Excerpt ▸

..........

Obama And The Press: What’s The Future?

Robert Gibbs’ heady Washington rise was certified on a humid day in June when a procession of media and political fancies gathered in tribute to Tim Russert, the “Meet the Press” host who died of a heart attack several days earlier. The memorial service was a sweet, solemn and star-struck occasion that, as these events often do, yielded a neat snapshot of the Celebrity Washington food chain — who was up, who was down, who was winning the week.

By Mark Leibovich
The New York Times

In a smiling stampede of congratulations, mourners were wearing out the red-carpeted aisles of the Kennedy Center to get to Gibbs, a journeyman campaign flack who had latched onto Barack Obama’s Senate race four years earlier and has been his chief spokesman ever since. By now a senior adviser to Obama, Gibbs was here, along with Obama’s chief strategist and message guru, David Axelrod, to represent the soon-to-be Democratic nominee.

“The new It guys,” declared Anne Schroeder Mullins, a gossip columnist for Politico.com, noting the shameless run on Gibbs and Axelrod. “I bet they’re being inundated with people trying to book Barack on their shows.”

..........

Collected data ▸
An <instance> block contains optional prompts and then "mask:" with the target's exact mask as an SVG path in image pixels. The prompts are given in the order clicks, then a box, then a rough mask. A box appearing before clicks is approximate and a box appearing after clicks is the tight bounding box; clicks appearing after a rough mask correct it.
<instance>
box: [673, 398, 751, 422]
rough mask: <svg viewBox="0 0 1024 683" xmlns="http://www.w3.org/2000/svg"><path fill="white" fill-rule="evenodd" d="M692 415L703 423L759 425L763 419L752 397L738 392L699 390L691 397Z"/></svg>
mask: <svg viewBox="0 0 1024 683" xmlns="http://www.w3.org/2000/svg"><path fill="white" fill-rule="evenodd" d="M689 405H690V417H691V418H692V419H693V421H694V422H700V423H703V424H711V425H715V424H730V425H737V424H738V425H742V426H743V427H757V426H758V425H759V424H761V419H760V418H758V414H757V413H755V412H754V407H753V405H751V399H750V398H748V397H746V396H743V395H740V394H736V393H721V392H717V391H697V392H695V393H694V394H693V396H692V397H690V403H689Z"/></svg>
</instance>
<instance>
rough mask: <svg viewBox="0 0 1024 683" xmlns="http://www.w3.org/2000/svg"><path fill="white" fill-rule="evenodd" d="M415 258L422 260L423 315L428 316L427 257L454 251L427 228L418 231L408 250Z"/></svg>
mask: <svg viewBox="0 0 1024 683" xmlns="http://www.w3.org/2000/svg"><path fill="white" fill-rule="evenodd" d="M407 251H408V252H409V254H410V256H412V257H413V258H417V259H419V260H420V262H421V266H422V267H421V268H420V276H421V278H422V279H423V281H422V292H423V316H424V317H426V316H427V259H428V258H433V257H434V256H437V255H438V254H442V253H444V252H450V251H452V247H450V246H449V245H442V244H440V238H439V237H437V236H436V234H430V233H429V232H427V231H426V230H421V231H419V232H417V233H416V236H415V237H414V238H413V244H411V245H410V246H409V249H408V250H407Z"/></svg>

..........

Work to be completed ▸ Transcribe the entire article about Obama and the press word for word, with nothing changed.

Task result ▸
Obama And The Press: What’s The Future?

Robert Gibbs’ heady Washington rise was certified on a humid day in June when a procession of media and political fancies gathered in tribute to Tim Russert, the “Meet the Press” host who died of a heart attack several days earlier. The memorial service was a sweet, solemn and star-struck occasion that, as these events often do, yielded a neat snapshot of the Celebrity Washington food chain — who was up, who was down, who was winning the week.

By Mark Leibovich
The New York Times

In a smiling stampede of congratulations, mourners were wearing out the red-carpeted aisles of the Kennedy Center to get to Gibbs, a journeyman campaign flack who had latched onto Barack Obama’s Senate race four years earlier and has been his chief spokesman ever since. By now a senior adviser to Obama, Gibbs was here, along with Obama’s chief strategist and message guru, David Axelrod, to represent the soon-to-be Democratic nominee.

“The new It guys,” declared Anne Schroeder Mullins, a gossip columnist for Politico.com, noting the shameless run on Gibbs and Axelrod. “I bet they’re being inundated with people trying to book Barack on their shows.”